---------- INFORMATION SHOWN ----------

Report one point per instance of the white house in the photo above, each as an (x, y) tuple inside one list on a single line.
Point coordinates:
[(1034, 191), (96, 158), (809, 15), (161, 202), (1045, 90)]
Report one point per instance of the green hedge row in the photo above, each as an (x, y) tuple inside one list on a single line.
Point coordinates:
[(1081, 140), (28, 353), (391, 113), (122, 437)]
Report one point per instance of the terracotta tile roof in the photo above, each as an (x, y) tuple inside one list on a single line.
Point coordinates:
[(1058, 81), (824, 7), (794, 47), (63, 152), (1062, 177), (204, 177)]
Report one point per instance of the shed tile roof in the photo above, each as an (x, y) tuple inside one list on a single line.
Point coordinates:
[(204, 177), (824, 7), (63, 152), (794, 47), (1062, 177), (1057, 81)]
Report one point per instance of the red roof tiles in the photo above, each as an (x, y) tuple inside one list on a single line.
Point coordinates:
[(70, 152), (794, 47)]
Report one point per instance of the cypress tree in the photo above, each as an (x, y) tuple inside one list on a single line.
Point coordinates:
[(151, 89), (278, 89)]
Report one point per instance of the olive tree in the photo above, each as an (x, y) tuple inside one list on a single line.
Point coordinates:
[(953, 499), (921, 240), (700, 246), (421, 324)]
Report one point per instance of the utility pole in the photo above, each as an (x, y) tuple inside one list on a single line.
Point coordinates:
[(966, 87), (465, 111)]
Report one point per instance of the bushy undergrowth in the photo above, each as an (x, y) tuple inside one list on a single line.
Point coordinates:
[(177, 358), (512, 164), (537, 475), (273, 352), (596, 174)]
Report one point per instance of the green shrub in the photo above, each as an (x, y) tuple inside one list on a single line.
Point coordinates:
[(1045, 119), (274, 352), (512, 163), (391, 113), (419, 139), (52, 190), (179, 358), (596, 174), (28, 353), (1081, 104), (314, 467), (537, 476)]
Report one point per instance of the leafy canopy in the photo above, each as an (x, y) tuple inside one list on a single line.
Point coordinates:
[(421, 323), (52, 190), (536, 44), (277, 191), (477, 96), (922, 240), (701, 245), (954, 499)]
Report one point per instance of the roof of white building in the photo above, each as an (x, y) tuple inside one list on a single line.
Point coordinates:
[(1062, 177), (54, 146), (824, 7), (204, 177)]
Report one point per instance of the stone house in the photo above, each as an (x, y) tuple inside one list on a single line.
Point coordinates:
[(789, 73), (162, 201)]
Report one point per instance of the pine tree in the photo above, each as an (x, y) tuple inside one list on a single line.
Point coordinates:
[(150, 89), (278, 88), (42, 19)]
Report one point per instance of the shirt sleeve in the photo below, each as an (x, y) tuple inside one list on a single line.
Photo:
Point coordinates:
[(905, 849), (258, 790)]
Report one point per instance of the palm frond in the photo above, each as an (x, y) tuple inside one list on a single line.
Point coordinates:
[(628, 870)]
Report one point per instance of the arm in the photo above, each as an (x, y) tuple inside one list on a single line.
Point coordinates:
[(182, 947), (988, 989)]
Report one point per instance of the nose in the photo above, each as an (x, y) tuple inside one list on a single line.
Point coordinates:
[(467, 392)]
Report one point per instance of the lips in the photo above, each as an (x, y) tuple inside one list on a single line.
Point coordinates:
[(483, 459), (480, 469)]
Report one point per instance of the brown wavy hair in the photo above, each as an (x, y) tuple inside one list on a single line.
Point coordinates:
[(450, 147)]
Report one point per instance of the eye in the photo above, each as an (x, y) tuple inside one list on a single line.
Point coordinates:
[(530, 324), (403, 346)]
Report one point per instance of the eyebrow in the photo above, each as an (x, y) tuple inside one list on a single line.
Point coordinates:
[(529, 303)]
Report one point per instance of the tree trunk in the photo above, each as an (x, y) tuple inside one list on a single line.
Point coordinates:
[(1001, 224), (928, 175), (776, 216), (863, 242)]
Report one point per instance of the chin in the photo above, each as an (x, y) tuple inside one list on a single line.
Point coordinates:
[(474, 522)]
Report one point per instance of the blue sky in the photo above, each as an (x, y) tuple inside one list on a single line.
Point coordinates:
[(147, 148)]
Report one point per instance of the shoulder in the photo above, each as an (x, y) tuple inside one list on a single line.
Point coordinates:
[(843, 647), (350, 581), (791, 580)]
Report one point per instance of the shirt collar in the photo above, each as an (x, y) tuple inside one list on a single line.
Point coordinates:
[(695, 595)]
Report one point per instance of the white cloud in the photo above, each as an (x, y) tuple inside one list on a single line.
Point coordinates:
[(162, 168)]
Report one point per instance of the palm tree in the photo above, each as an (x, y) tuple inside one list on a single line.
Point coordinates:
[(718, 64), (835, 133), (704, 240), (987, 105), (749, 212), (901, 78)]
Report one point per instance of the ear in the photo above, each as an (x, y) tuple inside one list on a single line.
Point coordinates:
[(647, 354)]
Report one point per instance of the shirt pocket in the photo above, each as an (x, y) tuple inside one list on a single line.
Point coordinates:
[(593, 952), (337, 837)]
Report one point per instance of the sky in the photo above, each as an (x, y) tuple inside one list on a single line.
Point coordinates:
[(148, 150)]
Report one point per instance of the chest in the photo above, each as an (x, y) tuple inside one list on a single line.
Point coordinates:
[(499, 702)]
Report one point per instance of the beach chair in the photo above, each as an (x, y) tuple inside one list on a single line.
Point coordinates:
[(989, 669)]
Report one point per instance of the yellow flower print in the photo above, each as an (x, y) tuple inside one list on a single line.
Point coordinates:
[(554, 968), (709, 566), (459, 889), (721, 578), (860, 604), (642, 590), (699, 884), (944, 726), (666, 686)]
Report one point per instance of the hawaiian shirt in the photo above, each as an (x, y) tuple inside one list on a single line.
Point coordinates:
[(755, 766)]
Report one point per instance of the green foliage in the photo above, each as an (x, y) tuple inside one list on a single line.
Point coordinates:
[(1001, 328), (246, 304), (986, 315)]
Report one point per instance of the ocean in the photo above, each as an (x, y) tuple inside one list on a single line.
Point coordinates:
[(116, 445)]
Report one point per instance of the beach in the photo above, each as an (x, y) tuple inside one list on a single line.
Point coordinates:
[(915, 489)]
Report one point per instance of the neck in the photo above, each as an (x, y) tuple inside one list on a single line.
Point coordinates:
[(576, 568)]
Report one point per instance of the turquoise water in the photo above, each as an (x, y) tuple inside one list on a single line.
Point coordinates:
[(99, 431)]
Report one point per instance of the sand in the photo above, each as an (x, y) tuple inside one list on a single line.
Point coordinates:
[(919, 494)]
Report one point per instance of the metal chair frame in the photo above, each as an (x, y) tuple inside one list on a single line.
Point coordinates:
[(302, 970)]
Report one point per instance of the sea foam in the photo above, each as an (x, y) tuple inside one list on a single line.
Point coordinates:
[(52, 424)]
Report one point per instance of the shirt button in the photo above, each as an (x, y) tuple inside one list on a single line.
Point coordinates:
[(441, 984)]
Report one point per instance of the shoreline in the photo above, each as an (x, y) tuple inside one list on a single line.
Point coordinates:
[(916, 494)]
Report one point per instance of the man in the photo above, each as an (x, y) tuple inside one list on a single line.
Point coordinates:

----------

REQUIREMENT - Write out every line of the material from the line with "Report one point per instance of the shoreline" through the end, keeping all lines and not only the answers. Multiply each point coordinate in the answers by 0.8, and round to whole numbers, with halves rounding up.

ANSWER TO THIS TASK -
Report one point per instance of the shoreline in the photo above, each as an (x, y) tuple inside one list on a single line.
Point coordinates:
[(733, 395)]
Report one point per instance of the man in the photo above, each as an (x, y) tuple inside one list on a single line.
Point coordinates:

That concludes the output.